◆ **Supplied passage**
----------

Welsh Wesleyan methodist preacher and hymn-writer

Thomas Olivers (1725–1799) was a Methodist preacher and hymn-writer from Tregynon, Montgomeryshire, Wales. He was also author of the Arminian Magazine from 1775 to 1789, when he was dropped from the position by John Wesley for numerous printing errors.

== Early life ==

Thomas Olivers was born in 1725 in the Welsh village of Tregynon in Montgomeryshire. Both his father and his mother died when he was four years old. He grew up to be an apprentice shoemaker and he became a profligate and reckless young man. After his involvement in a scandal which forced him to leave his home, Olivers travelled to Bristol where he heard George Whitfield preach on the text "is not this a brand plucked from the fire?". Olivers was converted and stated a desire to follow Whitfield however one of Whitfield's preachers discouraged him and instead he joined the Methodist society and met one of the founders of Methodism, John Wesley there.

== Ministry ==
After joining Wesley as a preacher, Olivers was initially stationed to preach in Cornwall. He was later stationed to preach all around Great Britain and Ireland because of his fearless preaching style. In 1757 he was part of the Limerick circuit in Ireland where he inspired Eliza Bennis with his insights.

----------

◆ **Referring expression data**
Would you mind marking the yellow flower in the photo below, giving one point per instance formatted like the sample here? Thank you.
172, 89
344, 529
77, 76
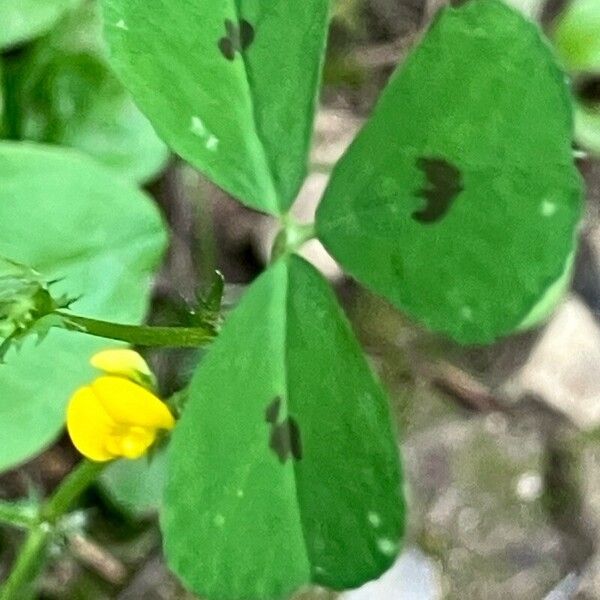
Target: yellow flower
125, 363
113, 416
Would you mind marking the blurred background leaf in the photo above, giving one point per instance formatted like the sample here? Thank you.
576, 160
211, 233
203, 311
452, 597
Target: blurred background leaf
23, 20
102, 251
62, 91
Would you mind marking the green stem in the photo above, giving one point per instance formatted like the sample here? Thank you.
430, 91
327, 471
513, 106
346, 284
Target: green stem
18, 514
28, 565
31, 557
174, 337
291, 237
70, 489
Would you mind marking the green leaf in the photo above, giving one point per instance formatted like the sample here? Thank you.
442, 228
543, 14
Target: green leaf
576, 36
459, 199
136, 486
100, 239
587, 128
229, 84
283, 469
68, 95
23, 20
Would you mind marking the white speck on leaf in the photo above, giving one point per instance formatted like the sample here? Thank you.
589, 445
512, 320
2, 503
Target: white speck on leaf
219, 520
387, 546
197, 127
374, 519
548, 208
212, 143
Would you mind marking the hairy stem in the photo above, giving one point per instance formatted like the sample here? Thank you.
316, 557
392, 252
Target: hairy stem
173, 337
32, 555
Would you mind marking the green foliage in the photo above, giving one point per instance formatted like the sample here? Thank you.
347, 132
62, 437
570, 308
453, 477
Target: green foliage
27, 306
23, 20
100, 239
459, 199
238, 106
283, 469
587, 127
458, 202
67, 94
577, 36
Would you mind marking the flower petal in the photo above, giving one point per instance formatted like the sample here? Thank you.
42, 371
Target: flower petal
130, 404
89, 425
121, 361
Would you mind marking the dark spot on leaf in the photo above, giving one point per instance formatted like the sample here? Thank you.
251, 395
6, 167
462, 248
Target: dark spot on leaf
285, 439
226, 48
588, 91
232, 31
246, 34
280, 442
272, 412
295, 438
237, 38
444, 184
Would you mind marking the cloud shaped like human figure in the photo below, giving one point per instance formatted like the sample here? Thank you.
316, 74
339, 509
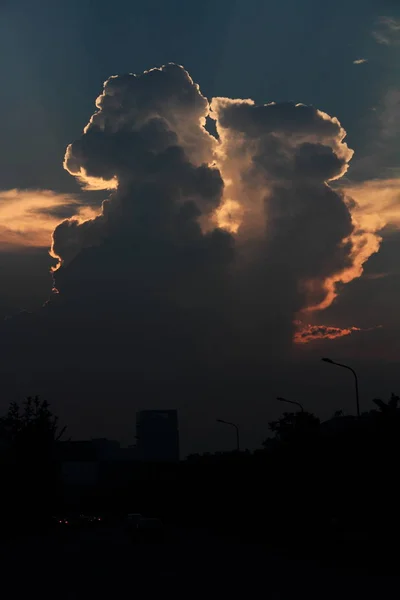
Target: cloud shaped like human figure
241, 233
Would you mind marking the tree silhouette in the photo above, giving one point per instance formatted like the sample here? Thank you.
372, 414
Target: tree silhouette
29, 435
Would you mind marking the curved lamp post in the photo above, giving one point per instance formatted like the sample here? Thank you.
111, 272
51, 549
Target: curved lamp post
332, 362
290, 402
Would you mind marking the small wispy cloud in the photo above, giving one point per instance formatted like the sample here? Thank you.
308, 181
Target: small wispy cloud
310, 333
387, 31
28, 217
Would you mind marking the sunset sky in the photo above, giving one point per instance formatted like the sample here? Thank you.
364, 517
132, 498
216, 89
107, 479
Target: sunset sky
251, 224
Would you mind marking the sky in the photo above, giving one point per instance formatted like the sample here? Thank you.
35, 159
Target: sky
212, 226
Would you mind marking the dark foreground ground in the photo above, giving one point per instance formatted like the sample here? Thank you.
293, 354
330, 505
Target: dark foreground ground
104, 563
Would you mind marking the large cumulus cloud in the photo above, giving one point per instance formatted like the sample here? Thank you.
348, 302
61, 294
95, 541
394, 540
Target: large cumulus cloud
208, 251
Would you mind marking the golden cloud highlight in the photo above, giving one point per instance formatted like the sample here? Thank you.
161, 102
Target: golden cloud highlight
28, 217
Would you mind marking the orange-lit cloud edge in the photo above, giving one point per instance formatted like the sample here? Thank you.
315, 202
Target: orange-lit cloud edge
27, 220
29, 217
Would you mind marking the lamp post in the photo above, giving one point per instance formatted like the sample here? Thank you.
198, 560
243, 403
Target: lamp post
332, 362
290, 402
237, 431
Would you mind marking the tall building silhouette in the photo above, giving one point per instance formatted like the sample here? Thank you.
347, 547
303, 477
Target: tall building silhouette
157, 435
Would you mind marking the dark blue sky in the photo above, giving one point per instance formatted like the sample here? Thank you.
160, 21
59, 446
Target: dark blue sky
55, 55
54, 58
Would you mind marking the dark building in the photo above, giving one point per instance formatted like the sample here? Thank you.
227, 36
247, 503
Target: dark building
157, 435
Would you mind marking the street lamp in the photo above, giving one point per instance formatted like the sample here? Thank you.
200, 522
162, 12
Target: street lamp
290, 402
332, 362
237, 431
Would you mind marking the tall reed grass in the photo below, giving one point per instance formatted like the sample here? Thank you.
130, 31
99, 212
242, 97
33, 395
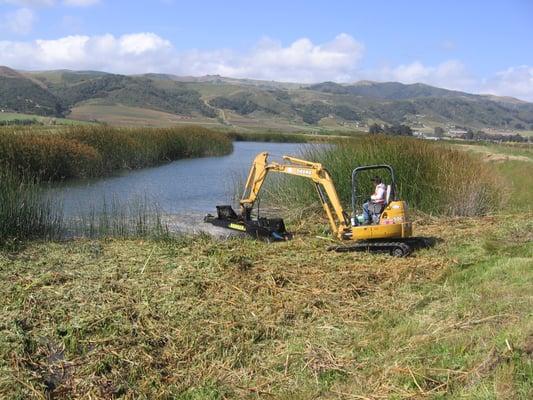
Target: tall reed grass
432, 178
24, 213
90, 151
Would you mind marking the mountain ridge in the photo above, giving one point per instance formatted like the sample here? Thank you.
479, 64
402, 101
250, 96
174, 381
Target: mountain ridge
233, 101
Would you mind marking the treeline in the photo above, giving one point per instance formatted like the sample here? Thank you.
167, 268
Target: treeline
20, 122
394, 130
481, 135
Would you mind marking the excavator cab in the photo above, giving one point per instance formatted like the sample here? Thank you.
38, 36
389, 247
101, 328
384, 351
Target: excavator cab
391, 232
375, 209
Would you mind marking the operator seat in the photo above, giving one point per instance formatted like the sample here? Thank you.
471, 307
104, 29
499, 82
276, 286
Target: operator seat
388, 194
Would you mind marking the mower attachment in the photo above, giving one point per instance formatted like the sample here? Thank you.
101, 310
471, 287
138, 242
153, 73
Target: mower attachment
269, 229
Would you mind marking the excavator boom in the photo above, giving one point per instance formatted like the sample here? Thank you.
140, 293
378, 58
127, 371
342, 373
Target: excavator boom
327, 193
392, 234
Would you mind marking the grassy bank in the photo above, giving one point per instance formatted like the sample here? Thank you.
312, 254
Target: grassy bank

----------

◆ **Task to carry out**
In the passage on Thomas Olivers, reproduce the portion starting at "Thomas Olivers was" and ending at "John Wesley there.", swapping "shoemaker" for "tailor".

◆ **Written answer**
Thomas Olivers was born in 1725 in the Welsh village of Tregynon in Montgomeryshire. Both his father and his mother died when he was four years old. He grew up to be an apprentice tailor and he became a profligate and reckless young man. After his involvement in a scandal which forced him to leave his home, Olivers travelled to Bristol where he heard George Whitfield preach on the text "is not this a brand plucked from the fire?". Olivers was converted and stated a desire to follow Whitfield however one of Whitfield's preachers discouraged him and instead he joined the Methodist society and met one of the founders of Methodism, John Wesley there.